Certains, dont je suis, pensent que de rechercher à devancer l'attaque représente l'essence même de beaucoup de techniques de sabre.
Ne dit-on pas que les deux mots expliquant toutes les défaites depuis que le monde est monde sont : "Trop tard !" ?!
Devancer, dans ce cas, ne veut pas forcément signifier prendre l'initiative de l'action mais plutôt prendre l'initiative de l'ascendant sur l'intention : prendre le Sen !
Ce sujet, on pourrait l'illustrer au moyen du Kendo mais, tout aussi bien, en analysant un combat de chats. Etant plus expérimenté en Kendo, je vais plutôt développer mon propos à travers le combat au Sabre.
Debana-waza signifie la technique qui utilise l’instant du départ tel un sprinter qui cherche à partir au moment même du coup de feu, au risque de faire un faux départ.
Nos disciplines se pratiquent à deux et ceci même si quelque fois le partenaire peut sembler invisible aux non-initiés.
"Ichi gan !" : En premier, il faut bien observer : metsuke !
Nous observons notre partenaire et il nous observe. Nous savons qu'il sait que nous l'observons et réciproquement.
De notre acuité dépend directement la pertinence et l'actualité des informations que nous recueillons. Dès lors, un lien entre nous est créé et par ce biais, nous "communiquons".
Par notre attitude et notre comportement, notre partenaire et nous, l'un à l'autre, nous nous communiquons nos intentions, nos capacités d'actions, voire d'autres sentiments que nous aimerions souvent garder pour nous.
Jusqu'à ce que, comprendront ceux qui ont vu le film Avatar, nous puissions déclarer à notre partenaire : "Je te vois !".

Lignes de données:
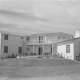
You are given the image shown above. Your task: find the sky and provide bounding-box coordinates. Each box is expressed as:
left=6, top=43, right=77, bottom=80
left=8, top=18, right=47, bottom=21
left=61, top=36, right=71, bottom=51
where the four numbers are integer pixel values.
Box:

**Actions demandées:**
(A) Pour chaque affirmation, dites si elle s'accorde avec le texte sur le kendo, par oui ou non, avec les mots décisifs du texte cités tels quels : (i) le propos sera développé à travers le combat au sabre ; (ii) le debana-waza est comparé à un nageur au départ d'une course ; (iii) devancer veut forcément dire prendre l'initiative de l'action.
(B) D'après le texte sur le kendo, quels deux mots expliqueraient toutes les défaites depuis que le monde est monde ?
(C) Poursuivez le texte sur le kendo à partir de sa dernière phrase.
Ces lignes viennent d'une autre source.

**Réponses dans l'ordre:**
(A)
(i) Oui : « je vais plutôt développer mon propos à travers le combat au Sabre »
(ii) Non : « tel un sprinter qui cherche à partir au moment même du coup de feu »
(iii) Non : « Devancer, dans ce cas, ne veut pas forcément signifier prendre l'initiative de l'action »

(B) « Trop tard ! »

(C)
Ce lien primal, animal, instinctif nous relie durant tout le combat, et ceci surtout sans s'attarder à l'analyse, ce qui hypothèquerait nos actions.
Le ressenti puis l'action sont intimement liés et, celle-ci chevauchant celui-là, nous conçoivent le debana-waza.
La première disponibilité "Ichi gan" est celle qui, les yeux et le kokoro grands ouverts, nous permet de "voir" le partenaire.
La disponibilité qui suit "ni soku" relève de notre capacité à nous déplacer vers lui au bon moment. A partir du moment où l'on intercepte le partenaire pendant son parcours, un pas mesuré suffit. Il permet un rythme de frappe plus concentré tout en requérant l’engagement suffisant à délivrer la puissance du ki ken tai no itchi.
En troisième "san tan" vient le courage, la détermination, la confiance en soi et l'engagement dans l'action.
En quatrième seulement arrive "shi riki" : l'habilité technique : en un seul temps, une coupe précise et intense : Sae !
Notre acuité de perception nous renseigne en temps réel sur les différents rythmes du partenaire : mouvements, déplacements, pensée, respiration, battements de cœur…
Et quand il y a un rythme, il existe un contre-rythme : le contre-temps appelé aussi le temps faible.
Le rythme d'un mouvement d'attaque débute lors de la prise de décision, se poursuit par l'abandon du Kamae pour lancer la frappe et dure jusqu’à l'impact du shinai sur la partie adverse.
Le déclenchement de ce processus de décision et d’action impose, par essence, que toutes ses composantes anatomiques et mentales soient toutes calées sur le rythme que nécessite la coordination de l'ensemble.
Une fois ce rythme bien assimilé par nos soins, l’anticipation du lancement du mouvement devient possible ; le contre-temps nous permet alors d'intercepter le partenaire à mi-chemin de son mouvement pendant son « temps faible ».
Les qualités d’empathie requises par le debana-waza demandent un volume de travail certain.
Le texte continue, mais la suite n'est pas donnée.